╭─ Zu verarbeitende Daten

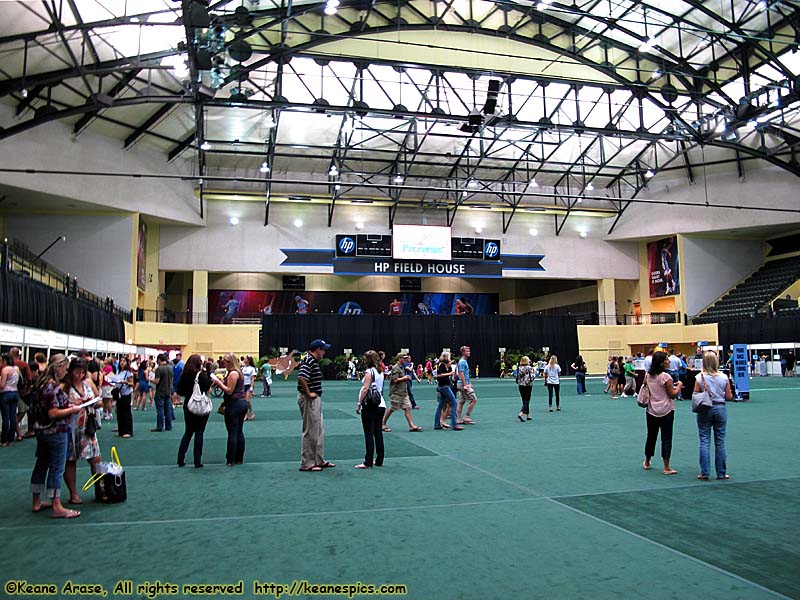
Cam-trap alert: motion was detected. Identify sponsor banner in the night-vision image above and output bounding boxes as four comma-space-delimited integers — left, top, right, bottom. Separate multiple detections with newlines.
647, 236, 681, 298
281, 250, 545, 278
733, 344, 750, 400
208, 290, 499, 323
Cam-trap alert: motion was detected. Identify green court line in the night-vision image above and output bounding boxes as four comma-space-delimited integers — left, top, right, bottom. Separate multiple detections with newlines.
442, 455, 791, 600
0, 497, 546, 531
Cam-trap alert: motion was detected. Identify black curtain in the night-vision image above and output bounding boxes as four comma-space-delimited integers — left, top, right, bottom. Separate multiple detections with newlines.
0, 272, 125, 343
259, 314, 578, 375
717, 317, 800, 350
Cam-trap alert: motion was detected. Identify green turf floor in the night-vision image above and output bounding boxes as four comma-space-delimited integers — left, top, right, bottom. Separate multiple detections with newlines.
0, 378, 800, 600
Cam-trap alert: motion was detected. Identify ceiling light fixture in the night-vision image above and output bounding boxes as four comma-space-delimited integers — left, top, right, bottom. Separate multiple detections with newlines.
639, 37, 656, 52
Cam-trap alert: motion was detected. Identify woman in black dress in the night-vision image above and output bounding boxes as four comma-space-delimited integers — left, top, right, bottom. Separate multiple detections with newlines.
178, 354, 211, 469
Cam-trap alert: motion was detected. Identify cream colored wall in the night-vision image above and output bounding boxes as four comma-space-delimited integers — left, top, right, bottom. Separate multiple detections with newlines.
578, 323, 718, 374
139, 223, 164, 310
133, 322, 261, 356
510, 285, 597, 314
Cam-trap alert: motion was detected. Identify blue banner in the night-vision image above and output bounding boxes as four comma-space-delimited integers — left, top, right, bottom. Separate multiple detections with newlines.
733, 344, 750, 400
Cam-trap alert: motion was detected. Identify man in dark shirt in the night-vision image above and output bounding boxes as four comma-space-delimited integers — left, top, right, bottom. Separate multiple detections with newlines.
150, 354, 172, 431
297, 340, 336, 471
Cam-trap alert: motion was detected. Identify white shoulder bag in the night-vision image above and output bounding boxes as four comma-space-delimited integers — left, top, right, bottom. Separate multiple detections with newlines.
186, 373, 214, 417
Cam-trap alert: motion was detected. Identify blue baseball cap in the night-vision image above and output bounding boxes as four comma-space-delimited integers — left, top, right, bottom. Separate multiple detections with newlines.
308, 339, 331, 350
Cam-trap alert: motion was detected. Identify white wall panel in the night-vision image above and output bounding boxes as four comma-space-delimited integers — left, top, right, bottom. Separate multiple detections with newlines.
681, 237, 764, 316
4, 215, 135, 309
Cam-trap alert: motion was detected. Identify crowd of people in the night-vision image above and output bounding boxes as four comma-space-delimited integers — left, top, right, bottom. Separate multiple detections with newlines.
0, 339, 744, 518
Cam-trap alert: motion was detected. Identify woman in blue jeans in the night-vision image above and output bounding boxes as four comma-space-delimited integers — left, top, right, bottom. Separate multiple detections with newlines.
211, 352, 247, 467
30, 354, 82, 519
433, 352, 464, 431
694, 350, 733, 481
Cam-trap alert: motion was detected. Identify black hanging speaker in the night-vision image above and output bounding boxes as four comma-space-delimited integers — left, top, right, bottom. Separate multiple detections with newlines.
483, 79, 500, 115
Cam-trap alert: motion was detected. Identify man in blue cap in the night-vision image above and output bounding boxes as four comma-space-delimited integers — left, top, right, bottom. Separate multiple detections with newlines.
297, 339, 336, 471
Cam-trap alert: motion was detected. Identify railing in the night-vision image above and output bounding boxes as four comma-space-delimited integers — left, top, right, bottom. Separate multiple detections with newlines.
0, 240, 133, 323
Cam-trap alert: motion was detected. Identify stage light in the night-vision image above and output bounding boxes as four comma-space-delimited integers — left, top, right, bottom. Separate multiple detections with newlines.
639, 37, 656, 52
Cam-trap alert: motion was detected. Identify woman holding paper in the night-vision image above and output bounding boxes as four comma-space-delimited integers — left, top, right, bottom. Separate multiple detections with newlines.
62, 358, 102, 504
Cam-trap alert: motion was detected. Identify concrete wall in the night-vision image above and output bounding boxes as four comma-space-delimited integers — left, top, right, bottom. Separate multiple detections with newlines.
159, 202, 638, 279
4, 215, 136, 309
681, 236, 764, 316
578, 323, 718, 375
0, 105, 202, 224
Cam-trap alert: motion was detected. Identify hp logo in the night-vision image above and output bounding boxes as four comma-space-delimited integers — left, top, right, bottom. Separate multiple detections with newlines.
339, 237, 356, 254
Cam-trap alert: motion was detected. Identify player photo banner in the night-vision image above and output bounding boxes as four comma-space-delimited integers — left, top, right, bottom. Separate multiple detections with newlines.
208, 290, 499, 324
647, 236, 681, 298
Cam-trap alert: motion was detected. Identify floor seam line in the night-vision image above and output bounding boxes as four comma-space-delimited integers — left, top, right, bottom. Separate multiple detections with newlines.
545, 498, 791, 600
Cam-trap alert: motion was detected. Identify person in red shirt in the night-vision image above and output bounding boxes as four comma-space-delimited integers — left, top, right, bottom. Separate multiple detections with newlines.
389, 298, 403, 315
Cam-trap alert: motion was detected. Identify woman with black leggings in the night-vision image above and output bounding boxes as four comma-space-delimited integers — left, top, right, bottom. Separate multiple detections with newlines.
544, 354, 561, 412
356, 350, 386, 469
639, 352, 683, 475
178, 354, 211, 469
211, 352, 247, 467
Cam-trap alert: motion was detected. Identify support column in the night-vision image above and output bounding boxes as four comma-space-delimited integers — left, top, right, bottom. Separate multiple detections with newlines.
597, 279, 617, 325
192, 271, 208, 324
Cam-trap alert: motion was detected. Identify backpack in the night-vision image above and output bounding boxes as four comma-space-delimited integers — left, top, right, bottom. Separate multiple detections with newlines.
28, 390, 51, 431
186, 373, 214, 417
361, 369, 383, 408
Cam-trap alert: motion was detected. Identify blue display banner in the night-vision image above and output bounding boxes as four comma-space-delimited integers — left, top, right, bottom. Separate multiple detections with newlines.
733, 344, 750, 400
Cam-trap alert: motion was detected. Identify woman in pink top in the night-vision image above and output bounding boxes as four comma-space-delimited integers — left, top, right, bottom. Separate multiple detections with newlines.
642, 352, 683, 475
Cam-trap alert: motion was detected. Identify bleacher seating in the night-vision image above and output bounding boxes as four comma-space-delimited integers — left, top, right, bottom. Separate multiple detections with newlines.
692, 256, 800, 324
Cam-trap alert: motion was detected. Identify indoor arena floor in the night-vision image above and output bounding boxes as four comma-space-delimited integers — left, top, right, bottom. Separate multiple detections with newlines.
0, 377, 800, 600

╰─

## Ziel der Aufgabe
Entnimm den Datensätzen die Zeilen zwischen der Zeile mit „Cam-trap alert: motion was detected. Identify green court“ und der Zeile mit „0, 378, 800, 600“, beide eingeschlossen, und gib sie unverändert wieder.

## Lösung der Aufgabe
Cam-trap alert: motion was detected. Identify green court line in the night-vision image above and output bounding boxes as four comma-space-delimited integers — left, top, right, bottom. Separate multiple detections with newlines.
442, 455, 791, 600
0, 497, 546, 531
Cam-trap alert: motion was detected. Identify black curtain in the night-vision image above and output bounding boxes as four comma-space-delimited integers — left, top, right, bottom. Separate multiple detections with newlines.
0, 272, 125, 343
259, 314, 578, 375
717, 317, 800, 350
Cam-trap alert: motion was detected. Identify green turf floor in the night-vision image above and output bounding boxes as four comma-space-delimited integers — left, top, right, bottom. Separate multiple detections with newlines.
0, 378, 800, 600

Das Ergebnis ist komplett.